** BEGIN LISTED RECORDS **

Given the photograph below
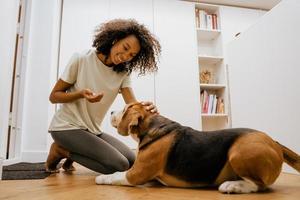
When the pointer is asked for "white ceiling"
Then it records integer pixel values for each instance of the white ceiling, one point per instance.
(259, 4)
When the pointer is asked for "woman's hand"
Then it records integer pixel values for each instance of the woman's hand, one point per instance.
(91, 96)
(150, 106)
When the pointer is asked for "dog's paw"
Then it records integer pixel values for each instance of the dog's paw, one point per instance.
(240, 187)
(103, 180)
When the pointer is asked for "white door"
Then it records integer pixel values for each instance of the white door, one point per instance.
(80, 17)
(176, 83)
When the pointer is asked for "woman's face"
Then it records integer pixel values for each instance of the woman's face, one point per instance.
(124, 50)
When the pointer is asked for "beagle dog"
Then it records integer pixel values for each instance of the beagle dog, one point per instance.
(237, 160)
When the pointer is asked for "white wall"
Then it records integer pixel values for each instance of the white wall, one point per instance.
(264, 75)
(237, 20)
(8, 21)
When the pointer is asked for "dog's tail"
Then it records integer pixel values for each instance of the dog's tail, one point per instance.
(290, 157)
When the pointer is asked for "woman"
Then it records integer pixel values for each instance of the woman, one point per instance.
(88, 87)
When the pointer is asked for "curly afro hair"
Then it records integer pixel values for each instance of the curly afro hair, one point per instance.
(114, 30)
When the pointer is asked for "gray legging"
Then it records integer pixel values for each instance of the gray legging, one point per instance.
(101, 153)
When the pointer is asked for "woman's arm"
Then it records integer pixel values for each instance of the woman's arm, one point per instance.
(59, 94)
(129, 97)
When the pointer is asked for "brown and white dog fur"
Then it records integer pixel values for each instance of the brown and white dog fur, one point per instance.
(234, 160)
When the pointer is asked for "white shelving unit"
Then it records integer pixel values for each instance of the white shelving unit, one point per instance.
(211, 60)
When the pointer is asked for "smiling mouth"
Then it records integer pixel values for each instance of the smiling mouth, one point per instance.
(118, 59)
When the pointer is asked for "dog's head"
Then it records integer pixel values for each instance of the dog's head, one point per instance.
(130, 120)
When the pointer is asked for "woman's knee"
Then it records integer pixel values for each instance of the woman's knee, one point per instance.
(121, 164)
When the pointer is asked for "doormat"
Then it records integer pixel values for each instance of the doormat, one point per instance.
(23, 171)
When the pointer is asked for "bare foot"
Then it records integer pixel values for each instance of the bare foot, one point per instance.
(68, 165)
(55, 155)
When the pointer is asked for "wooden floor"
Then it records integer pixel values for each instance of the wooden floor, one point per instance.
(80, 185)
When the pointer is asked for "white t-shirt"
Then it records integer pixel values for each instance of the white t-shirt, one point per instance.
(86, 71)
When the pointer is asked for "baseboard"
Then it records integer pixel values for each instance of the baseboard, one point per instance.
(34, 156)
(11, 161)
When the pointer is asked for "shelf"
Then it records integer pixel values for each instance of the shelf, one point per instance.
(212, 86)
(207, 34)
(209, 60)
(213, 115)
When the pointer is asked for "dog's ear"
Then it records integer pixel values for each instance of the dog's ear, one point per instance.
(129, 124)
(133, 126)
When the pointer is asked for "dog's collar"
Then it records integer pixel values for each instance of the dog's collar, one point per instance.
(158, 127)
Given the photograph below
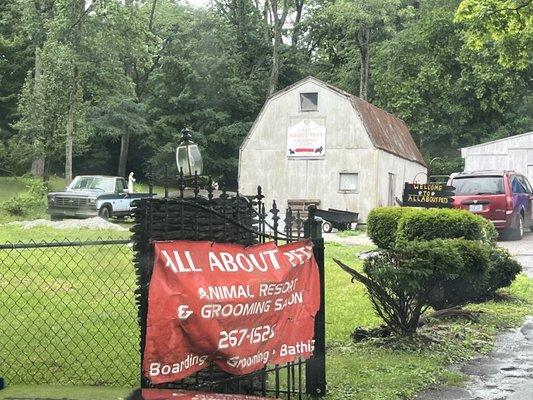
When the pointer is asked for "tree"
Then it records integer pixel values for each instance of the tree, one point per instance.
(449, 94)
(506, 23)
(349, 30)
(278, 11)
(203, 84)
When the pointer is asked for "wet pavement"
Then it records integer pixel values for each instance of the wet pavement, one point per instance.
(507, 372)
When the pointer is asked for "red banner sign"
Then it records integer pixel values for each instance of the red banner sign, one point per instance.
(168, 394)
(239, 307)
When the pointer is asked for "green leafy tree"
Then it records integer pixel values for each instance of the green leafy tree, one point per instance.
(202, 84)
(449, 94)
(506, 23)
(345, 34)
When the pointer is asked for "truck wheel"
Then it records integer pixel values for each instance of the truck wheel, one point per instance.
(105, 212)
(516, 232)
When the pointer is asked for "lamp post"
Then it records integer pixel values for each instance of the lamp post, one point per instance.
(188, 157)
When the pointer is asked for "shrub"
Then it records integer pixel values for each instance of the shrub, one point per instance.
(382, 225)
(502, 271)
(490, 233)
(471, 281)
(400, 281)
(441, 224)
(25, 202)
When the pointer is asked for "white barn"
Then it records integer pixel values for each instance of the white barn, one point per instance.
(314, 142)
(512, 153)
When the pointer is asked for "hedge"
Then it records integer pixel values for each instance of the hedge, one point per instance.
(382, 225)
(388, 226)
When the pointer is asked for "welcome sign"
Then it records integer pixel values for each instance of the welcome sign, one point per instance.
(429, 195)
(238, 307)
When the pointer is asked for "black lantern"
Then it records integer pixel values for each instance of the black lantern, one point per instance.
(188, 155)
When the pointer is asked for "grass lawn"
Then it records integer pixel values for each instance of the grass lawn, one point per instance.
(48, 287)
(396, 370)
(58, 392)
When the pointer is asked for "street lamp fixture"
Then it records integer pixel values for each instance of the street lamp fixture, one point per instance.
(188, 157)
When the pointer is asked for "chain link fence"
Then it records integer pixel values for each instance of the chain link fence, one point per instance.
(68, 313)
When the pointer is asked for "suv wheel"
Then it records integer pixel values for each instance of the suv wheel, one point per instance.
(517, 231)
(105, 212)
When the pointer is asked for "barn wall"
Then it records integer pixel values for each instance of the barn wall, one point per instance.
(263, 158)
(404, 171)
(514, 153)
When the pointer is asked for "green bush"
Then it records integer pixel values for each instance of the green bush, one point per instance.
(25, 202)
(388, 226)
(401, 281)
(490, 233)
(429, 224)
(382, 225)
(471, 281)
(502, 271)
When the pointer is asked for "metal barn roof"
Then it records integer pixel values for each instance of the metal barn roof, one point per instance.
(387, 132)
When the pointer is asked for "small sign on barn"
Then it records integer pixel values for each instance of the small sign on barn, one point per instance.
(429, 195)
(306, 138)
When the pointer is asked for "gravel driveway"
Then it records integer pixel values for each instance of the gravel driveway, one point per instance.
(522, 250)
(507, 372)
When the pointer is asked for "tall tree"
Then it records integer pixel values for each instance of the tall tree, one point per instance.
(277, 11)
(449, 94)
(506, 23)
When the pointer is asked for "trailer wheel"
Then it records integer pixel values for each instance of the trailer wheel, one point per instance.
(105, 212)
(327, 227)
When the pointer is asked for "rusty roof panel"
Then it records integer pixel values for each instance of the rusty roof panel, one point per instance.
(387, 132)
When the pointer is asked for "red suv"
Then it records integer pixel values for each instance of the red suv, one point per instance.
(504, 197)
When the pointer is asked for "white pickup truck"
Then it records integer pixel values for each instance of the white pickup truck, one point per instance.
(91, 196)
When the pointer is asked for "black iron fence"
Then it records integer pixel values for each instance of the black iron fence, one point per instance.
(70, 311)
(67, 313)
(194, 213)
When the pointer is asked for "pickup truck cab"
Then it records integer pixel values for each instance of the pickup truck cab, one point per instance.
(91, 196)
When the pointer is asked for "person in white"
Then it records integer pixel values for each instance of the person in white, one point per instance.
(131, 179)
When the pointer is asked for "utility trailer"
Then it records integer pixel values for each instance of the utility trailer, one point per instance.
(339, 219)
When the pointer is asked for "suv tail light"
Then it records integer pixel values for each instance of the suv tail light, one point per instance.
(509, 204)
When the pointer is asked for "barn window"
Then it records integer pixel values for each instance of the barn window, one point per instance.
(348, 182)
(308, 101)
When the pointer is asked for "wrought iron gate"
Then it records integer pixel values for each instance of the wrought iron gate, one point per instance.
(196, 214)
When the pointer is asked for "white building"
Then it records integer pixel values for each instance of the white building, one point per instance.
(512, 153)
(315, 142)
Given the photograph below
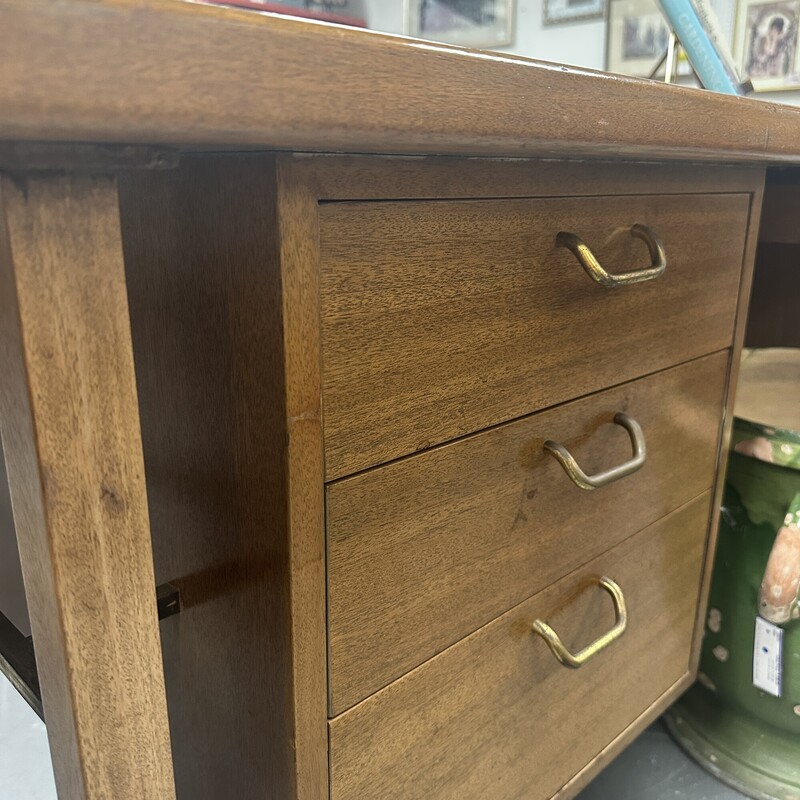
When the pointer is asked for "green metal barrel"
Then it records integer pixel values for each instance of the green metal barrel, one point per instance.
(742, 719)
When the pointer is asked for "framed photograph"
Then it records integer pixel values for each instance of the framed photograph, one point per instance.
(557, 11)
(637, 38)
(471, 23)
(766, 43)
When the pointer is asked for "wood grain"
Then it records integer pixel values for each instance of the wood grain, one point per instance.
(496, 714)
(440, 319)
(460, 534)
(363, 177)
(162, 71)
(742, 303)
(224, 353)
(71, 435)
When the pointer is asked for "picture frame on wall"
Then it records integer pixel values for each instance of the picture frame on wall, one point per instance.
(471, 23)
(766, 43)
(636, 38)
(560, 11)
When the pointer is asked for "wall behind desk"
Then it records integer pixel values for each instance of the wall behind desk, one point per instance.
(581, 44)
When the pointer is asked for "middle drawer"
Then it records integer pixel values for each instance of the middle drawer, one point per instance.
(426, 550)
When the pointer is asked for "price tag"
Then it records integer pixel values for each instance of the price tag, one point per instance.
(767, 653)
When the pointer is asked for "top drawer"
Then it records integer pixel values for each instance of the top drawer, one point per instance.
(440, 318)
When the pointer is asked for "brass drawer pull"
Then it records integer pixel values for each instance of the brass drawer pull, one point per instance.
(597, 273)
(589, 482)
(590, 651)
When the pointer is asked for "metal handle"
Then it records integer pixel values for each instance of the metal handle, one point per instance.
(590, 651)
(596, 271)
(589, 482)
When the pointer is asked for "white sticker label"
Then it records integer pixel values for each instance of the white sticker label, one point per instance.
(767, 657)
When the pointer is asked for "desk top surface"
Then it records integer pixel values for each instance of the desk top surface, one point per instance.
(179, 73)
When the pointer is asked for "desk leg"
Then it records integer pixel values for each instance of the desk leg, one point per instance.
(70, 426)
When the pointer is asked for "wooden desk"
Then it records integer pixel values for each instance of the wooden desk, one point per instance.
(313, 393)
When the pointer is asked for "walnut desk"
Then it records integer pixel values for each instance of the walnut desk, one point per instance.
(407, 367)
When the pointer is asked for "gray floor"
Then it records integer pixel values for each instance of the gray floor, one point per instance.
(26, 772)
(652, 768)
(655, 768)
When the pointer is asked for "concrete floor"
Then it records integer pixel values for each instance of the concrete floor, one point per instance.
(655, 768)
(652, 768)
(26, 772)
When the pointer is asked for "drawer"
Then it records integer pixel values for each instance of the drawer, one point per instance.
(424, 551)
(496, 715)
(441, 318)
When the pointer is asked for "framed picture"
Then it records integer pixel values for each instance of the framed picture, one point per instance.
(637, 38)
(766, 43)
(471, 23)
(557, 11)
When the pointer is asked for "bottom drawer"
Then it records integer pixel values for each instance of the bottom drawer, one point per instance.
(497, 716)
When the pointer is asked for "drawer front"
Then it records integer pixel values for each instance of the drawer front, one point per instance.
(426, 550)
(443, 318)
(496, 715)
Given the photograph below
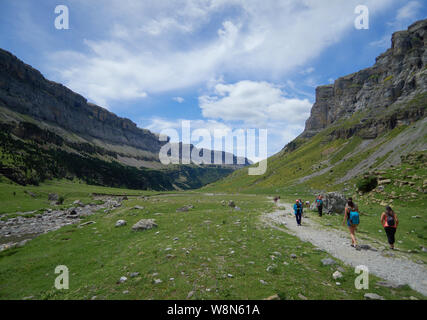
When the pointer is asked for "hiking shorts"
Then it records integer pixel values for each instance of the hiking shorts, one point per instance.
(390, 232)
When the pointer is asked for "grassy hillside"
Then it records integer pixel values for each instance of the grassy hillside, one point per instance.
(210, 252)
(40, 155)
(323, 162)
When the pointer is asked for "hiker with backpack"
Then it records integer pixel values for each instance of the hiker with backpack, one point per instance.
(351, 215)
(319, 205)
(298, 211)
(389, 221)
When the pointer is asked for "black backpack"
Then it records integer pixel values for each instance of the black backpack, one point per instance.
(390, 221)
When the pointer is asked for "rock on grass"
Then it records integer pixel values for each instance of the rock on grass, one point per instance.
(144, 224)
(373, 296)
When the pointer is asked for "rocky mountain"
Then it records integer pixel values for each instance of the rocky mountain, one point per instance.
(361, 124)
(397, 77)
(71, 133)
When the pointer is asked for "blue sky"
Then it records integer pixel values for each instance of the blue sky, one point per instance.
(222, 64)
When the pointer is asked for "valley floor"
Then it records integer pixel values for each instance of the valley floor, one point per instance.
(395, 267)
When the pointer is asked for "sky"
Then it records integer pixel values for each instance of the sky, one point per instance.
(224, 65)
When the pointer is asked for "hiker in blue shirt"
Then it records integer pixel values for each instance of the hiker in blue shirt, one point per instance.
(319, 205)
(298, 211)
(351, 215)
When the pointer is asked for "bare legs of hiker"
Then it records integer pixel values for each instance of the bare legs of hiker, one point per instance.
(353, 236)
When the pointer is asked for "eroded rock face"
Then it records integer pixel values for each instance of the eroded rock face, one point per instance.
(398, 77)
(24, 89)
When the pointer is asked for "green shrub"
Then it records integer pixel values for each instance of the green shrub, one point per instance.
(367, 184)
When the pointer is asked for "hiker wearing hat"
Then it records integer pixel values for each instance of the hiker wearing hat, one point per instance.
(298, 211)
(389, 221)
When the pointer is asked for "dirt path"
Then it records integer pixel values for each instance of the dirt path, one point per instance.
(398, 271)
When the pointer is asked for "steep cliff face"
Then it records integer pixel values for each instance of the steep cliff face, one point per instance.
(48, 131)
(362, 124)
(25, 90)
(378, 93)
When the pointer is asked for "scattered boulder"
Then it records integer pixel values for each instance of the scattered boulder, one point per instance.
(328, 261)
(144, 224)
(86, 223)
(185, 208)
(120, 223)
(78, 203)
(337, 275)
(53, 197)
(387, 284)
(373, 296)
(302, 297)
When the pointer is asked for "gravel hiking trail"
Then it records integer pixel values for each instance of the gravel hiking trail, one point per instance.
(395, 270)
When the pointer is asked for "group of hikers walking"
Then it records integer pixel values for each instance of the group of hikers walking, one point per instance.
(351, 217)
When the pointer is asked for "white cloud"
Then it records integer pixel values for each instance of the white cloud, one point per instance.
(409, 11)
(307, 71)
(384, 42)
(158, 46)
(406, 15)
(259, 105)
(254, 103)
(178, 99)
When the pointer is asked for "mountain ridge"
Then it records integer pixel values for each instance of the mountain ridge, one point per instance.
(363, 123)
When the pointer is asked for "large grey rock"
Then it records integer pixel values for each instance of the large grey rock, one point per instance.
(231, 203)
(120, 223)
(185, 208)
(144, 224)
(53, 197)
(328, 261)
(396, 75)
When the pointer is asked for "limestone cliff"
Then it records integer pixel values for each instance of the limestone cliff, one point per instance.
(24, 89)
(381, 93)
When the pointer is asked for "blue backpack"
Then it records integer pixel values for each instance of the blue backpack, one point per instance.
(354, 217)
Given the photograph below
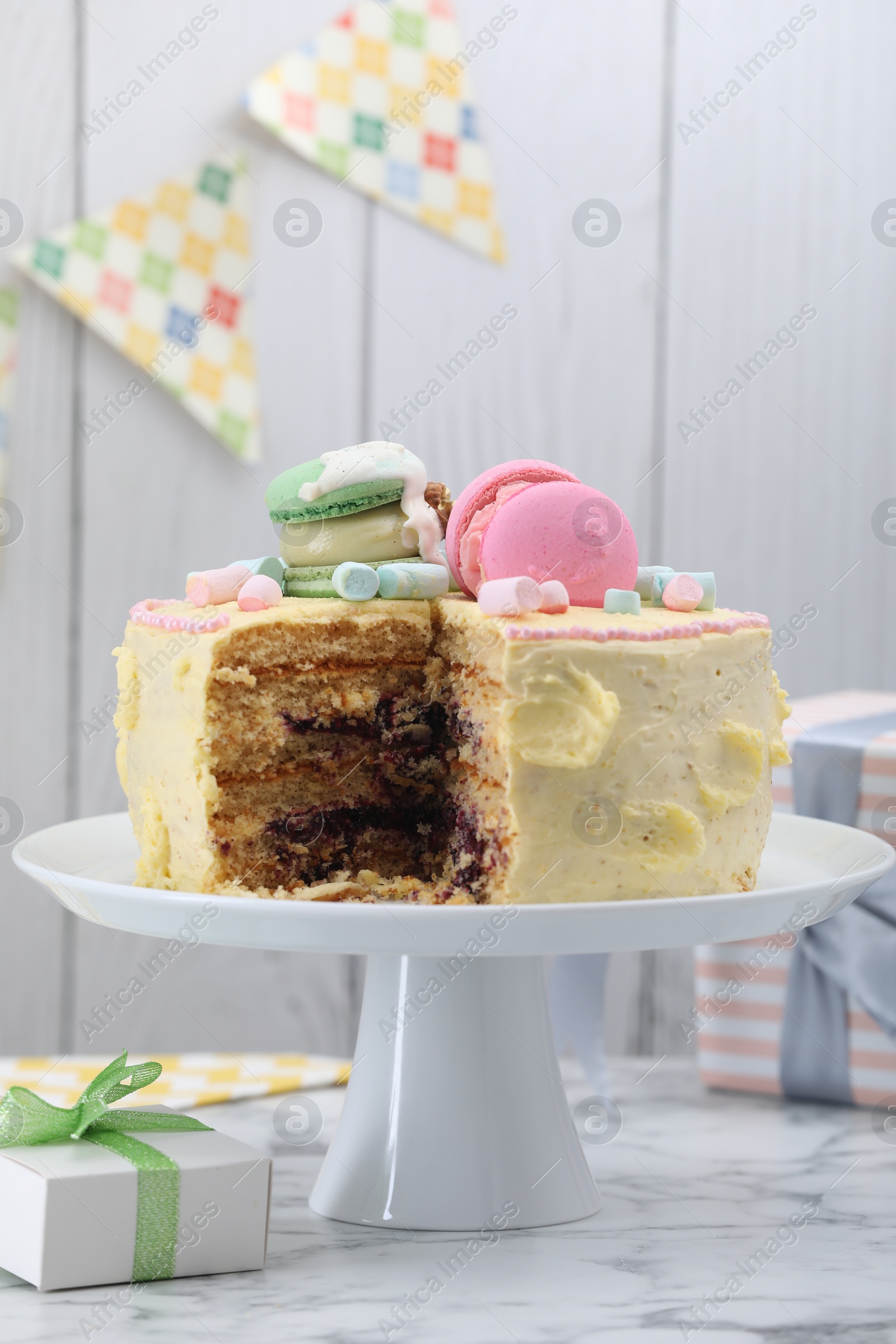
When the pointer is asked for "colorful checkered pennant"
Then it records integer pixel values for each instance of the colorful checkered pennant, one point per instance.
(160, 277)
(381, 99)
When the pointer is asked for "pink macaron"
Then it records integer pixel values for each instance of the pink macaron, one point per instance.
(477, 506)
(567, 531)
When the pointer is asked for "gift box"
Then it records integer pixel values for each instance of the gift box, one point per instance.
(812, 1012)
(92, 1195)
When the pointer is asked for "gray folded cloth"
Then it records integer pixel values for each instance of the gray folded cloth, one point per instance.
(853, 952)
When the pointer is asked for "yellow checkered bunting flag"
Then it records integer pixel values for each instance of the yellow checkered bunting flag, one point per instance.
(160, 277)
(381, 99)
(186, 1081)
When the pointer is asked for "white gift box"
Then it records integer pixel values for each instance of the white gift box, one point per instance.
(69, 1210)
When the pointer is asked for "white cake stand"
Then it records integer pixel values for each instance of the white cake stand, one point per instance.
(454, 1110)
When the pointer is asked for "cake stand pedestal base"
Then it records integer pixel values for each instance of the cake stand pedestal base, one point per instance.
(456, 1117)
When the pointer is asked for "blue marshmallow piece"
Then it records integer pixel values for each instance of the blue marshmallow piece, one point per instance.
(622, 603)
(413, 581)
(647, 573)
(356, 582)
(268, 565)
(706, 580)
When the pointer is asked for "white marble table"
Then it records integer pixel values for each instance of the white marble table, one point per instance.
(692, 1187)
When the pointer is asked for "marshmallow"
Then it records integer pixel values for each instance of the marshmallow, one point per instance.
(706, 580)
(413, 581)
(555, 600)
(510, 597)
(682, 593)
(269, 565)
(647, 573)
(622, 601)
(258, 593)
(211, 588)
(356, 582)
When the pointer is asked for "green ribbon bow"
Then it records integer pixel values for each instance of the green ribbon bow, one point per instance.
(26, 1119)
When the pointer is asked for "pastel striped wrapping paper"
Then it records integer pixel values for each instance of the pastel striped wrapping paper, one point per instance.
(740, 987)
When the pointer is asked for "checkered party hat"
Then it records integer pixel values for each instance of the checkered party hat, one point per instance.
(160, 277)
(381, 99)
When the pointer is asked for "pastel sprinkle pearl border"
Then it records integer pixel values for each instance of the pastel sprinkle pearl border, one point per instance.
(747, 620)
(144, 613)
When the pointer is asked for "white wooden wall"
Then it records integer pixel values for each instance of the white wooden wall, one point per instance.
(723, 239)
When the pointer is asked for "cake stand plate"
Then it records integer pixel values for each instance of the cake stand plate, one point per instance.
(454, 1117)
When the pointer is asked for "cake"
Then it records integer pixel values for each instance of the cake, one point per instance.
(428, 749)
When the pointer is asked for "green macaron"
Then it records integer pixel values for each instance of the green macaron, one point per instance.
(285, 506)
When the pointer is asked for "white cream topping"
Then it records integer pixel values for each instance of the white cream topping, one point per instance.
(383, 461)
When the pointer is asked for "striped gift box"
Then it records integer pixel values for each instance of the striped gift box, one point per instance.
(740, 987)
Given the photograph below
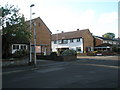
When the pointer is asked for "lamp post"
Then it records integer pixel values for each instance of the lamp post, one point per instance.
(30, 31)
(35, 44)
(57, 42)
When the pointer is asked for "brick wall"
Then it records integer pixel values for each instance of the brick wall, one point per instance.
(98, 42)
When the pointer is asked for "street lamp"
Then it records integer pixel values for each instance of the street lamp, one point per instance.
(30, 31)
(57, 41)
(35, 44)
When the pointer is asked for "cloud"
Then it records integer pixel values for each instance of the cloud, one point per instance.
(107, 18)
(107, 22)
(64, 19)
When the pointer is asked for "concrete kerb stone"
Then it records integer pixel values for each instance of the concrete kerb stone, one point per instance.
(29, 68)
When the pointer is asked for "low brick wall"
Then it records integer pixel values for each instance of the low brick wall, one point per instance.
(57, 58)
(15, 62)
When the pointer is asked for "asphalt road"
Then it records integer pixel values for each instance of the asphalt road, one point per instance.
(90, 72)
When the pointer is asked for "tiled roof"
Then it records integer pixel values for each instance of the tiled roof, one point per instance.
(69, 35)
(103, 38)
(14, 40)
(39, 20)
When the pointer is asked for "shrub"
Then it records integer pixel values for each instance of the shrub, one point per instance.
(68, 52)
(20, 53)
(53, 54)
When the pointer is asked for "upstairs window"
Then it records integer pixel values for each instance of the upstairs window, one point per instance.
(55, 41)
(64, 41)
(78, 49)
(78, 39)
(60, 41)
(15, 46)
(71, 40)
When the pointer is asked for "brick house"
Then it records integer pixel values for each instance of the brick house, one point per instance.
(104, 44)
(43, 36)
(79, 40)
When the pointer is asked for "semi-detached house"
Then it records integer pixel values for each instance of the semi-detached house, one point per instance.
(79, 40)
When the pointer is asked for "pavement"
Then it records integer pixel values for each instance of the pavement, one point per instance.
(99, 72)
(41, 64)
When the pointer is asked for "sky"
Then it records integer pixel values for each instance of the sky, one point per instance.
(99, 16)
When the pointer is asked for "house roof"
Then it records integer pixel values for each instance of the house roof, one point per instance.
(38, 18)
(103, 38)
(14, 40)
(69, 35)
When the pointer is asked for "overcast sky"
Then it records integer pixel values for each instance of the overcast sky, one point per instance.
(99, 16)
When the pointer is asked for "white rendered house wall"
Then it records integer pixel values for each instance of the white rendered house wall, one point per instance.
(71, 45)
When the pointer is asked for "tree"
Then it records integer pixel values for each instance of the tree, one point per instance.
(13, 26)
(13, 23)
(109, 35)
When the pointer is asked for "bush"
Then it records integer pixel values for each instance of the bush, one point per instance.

** END LISTED RECORDS **

* _BRIEF_: Report how many lines of the items above contain the string "valley". Give only the number.

* _WORKED SOLUTION_: 2